*KUTIPAN SUMBER*

Mahkamah Konstitusi, sebagaimana disebutkan oleh Soehino, dibentuk untuk menjamin agar konstitusi sebagai hukum tertinggi dapat ditegakkan sebagaimana mestinya. Oleh sebab itu, Mahkamah Konstitusi juga disebut sebagai organ pengawal konstitusi (the guardian of the constitution). Dalam menjalankan fungsi peradilan, Mahkamah Konstitusi dapat menafsirkan UUD 1945. Oleh karena itu Mahkamah Konstitusi selain penjaga juga disebut sebagai penafsir konstitusi (the sole interpreter of the constitution).[4] 
Salah satu pelaksanaan kewenangan Mahkamah Konstitusi yang ditentukan oleh UUD 1945 yaitu pengujian undang-undang terhadap UUD 1945 (judicial review). Dimana dalam melakukan pengujian tersebut, Mahkamah Konstitusi menyandarkan frasa pasal, ayat dalam pasal, pasal maupun keseluruhan pasal dari undang-undang yang diuji tersbeut dengan UUD 1945.
Mahkamah Konstitusi yang disebut juga sebagai “the guardian of constitution and the sole interpreting of constitution.” Disebut sebagai penjaga konstitusi berdasarkan kewenangan dalam memutus apakah sebuah produk perundang-undangan telah sesuai dengan konstitusi atau tidak.[5] Kemudian disebut sebagai satu-satunya lembaga yang dapat menafsirkan konstitusi dikarenakan kewenangan judicial review menciptakan kewenangan tersebut. Kewenangan menafsirkan itu timbul dari sebuah tafsir pula bahwa bagaimana bisa melakukan review terhadap sebuah undang-undang agar berkesesuaian dengan konstitusi apabila tidak diberi kewenangan memaknai dan menafsirkan konstitusi itu sendiri. Artinya kewenangan tafsir konstitusi itu lahir juga dari sebuah penafsiran.[6]
Argumentasi di atas terkait dasar penafsiran dalam pengujian undang-undang yang menjadi kewenangan Mahkamah Konstitusi, dikucilkan oleh Mahkamah Konstitusi sendiri, terutama dalam penyelesaian perkara Putusan No. 108/PUU-XI/2013. Sungguhpun dalam amar putusan tersebut menyatakan bahwa permohonan tidak dapat diterima dan ditolak, baik sebagian maupun seluruhnya, namun pada pertimbangan hukum putusan tersebut, Mahkamah Konstitusi mengklaim diri tidak berwenang melakukan penafsiran sebagaimana yang dimohonkan pemohon.

*INFORMASI YANG DIBERIKAN*
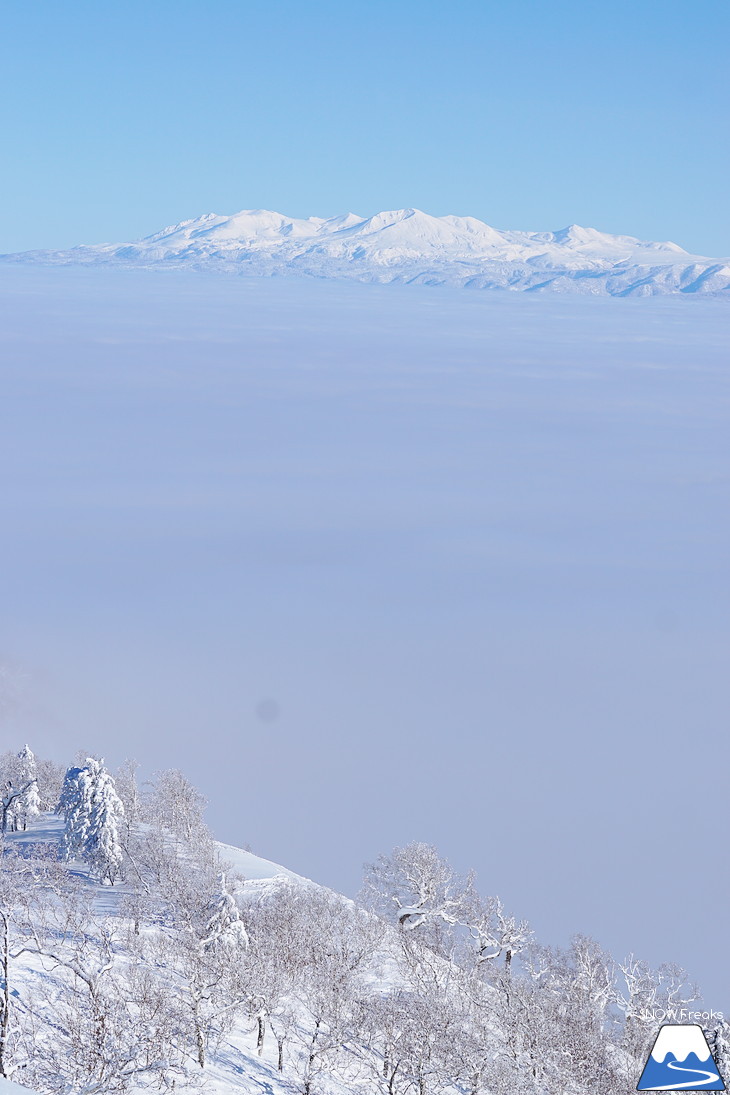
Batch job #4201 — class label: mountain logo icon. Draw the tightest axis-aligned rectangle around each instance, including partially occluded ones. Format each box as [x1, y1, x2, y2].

*YANG DIMINTA*
Tuliskan kembali bagian teks tentang Mahkamah Konstitusi yang dimulai pada "Mahkamah Konstitusi, sebagaimana" dan berakhir pada "dengan UUD 1945.".

*HASIL AKHIR*
Mahkamah Konstitusi, sebagaimana disebutkan oleh Soehino, dibentuk untuk menjamin agar konstitusi sebagai hukum tertinggi dapat ditegakkan sebagaimana mestinya. Oleh sebab itu, Mahkamah Konstitusi juga disebut sebagai organ pengawal konstitusi (the guardian of the constitution). Dalam menjalankan fungsi peradilan, Mahkamah Konstitusi dapat menafsirkan UUD 1945. Oleh karena itu Mahkamah Konstitusi selain penjaga juga disebut sebagai penafsir konstitusi (the sole interpreter of the constitution).[4] 
Salah satu pelaksanaan kewenangan Mahkamah Konstitusi yang ditentukan oleh UUD 1945 yaitu pengujian undang-undang terhadap UUD 1945 (judicial review). Dimana dalam melakukan pengujian tersebut, Mahkamah Konstitusi menyandarkan frasa pasal, ayat dalam pasal, pasal maupun keseluruhan pasal dari undang-undang yang diuji tersbeut dengan UUD 1945.